==== Available data

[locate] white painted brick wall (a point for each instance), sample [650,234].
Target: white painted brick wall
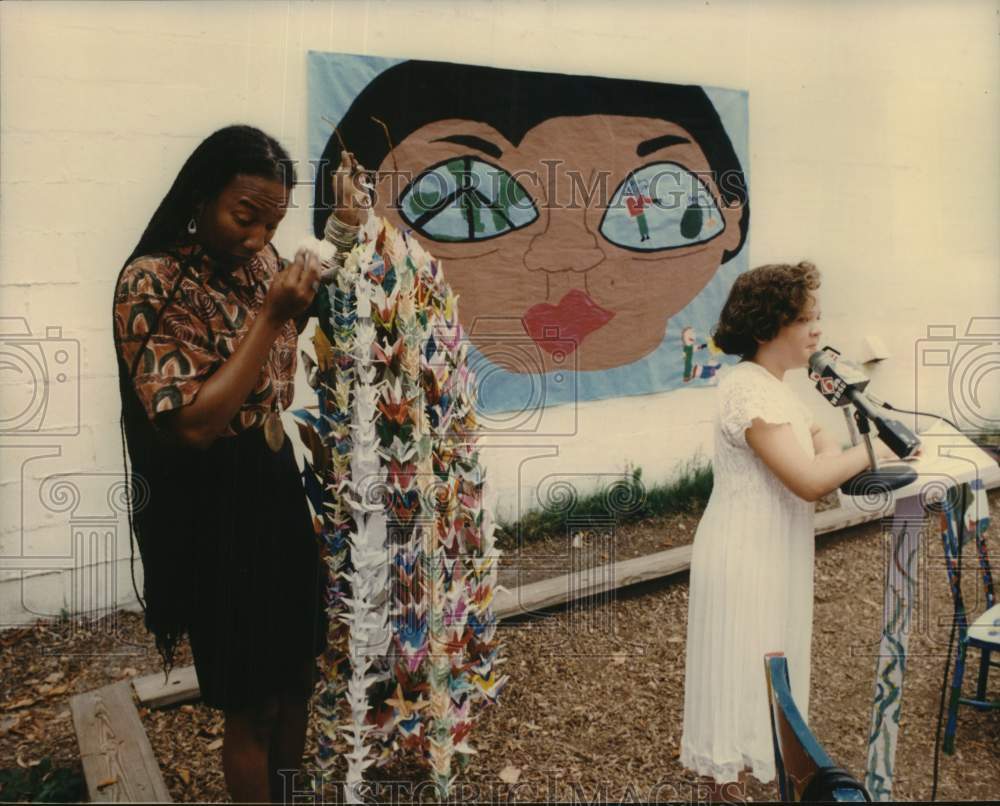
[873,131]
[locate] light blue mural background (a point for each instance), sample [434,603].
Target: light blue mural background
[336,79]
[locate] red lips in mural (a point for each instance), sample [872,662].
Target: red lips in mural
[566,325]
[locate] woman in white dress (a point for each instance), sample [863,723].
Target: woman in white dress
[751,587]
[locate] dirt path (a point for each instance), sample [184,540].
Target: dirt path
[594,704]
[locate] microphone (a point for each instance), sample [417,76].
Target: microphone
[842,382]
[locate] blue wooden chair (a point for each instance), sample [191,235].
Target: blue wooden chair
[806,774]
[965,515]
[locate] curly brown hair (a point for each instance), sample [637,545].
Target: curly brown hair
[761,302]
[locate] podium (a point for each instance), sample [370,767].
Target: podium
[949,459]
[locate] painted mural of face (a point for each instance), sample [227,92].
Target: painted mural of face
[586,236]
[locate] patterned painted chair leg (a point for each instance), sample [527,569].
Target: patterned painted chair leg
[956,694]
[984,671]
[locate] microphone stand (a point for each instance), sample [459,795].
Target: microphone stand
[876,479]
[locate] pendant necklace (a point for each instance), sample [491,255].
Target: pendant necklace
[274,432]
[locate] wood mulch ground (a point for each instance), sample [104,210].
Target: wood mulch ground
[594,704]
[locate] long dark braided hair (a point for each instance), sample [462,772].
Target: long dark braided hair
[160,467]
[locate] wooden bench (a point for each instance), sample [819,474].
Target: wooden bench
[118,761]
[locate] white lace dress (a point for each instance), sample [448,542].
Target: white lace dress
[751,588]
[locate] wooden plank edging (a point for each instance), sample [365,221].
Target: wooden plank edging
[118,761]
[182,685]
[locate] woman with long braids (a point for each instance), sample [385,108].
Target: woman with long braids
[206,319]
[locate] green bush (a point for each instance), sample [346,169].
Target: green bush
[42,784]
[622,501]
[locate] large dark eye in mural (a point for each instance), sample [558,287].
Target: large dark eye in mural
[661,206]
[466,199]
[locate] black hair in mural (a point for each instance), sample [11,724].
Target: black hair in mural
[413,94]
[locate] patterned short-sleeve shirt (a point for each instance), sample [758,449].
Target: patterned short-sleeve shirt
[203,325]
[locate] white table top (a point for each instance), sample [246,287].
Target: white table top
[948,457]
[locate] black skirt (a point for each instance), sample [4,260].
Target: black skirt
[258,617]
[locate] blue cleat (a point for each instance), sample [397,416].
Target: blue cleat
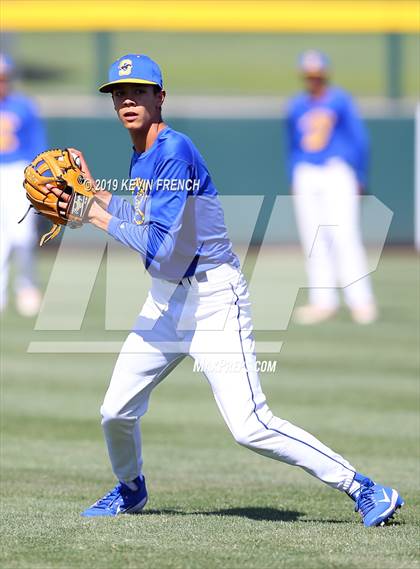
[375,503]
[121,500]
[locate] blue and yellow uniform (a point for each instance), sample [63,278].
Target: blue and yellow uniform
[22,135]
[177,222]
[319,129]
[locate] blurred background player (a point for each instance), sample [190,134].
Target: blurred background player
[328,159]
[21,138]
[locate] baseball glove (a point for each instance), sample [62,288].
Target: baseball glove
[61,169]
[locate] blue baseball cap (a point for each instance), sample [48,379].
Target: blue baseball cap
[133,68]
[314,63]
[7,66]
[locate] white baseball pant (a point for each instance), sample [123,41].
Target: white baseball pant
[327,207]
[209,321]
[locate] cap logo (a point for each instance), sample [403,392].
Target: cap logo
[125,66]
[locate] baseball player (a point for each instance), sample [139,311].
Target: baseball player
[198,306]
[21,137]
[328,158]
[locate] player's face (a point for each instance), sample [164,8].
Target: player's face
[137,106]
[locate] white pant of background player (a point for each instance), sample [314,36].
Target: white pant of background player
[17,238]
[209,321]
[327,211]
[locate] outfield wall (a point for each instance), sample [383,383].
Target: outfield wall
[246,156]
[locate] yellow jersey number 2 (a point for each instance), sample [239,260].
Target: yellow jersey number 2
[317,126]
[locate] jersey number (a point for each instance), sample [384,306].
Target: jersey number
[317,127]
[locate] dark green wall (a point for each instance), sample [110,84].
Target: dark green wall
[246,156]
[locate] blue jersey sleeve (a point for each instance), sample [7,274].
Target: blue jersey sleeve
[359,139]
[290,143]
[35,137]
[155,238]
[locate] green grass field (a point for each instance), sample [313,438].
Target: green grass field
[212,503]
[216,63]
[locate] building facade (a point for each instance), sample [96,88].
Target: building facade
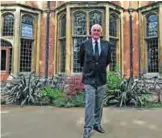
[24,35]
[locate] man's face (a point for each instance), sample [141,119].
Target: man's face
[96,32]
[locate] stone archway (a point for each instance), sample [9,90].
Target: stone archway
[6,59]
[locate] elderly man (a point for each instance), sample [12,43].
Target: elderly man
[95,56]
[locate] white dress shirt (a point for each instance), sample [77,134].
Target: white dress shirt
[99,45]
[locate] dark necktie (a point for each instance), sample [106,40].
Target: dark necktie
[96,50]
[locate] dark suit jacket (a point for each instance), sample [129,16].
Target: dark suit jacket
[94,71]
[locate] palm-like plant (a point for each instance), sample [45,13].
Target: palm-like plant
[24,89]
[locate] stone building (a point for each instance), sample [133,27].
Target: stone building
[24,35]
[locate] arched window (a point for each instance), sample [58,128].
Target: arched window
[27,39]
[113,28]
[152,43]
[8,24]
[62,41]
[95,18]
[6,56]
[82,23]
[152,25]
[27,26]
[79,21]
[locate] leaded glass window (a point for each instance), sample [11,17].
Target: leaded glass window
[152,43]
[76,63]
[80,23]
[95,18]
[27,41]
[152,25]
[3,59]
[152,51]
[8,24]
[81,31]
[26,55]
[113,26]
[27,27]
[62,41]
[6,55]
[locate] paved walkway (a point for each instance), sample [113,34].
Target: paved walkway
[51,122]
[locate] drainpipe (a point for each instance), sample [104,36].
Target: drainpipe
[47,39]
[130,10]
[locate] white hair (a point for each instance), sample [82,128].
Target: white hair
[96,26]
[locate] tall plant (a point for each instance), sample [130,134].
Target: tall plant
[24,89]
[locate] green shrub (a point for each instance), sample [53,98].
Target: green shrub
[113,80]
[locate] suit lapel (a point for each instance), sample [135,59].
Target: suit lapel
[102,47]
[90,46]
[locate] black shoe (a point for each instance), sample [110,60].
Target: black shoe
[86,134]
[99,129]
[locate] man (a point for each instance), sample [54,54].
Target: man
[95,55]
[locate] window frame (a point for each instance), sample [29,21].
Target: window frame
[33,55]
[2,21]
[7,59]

========

The lines to output run from the one containing "Target: arched window" through the last line of the records above; repeat them exactly and nothing more.

Target: arched window
[27,39]
[113,28]
[152,43]
[8,24]
[62,41]
[95,18]
[6,56]
[82,23]
[152,25]
[27,26]
[79,21]
[locate] leaded glass window (a point for each instance), sample [11,17].
Target: leaded glass window
[152,43]
[76,63]
[80,23]
[95,18]
[27,41]
[152,25]
[3,59]
[152,51]
[8,24]
[81,31]
[26,55]
[113,26]
[27,27]
[62,41]
[6,55]
[locate] paved walkway (a point for each instance), sample [113,34].
Target: paved walkway
[51,122]
[locate] drainpipe (a point for each instance), sample [104,36].
Target: drainpipe
[47,39]
[130,10]
[locate] white hair (a point for each instance), sample [82,128].
Target: white hair
[96,26]
[locate] tall plant (a point for each instance), sample [130,134].
Target: tall plant
[24,89]
[locate] green shrub (a point for each instance), sample [53,98].
Target: green shrub
[113,80]
[locate] suit lapel (a point for each instance), sample [135,59].
Target: suit lapel
[102,47]
[90,46]
[locate] black shoe (a point for each instance), sample [110,60].
Target: black shoe
[86,134]
[99,129]
[locate] man (a point for each instance), sample [54,54].
Target: man
[95,55]
[locate] window frame (a point for each instance), sample [29,21].
Target: window frame
[33,55]
[2,21]
[7,59]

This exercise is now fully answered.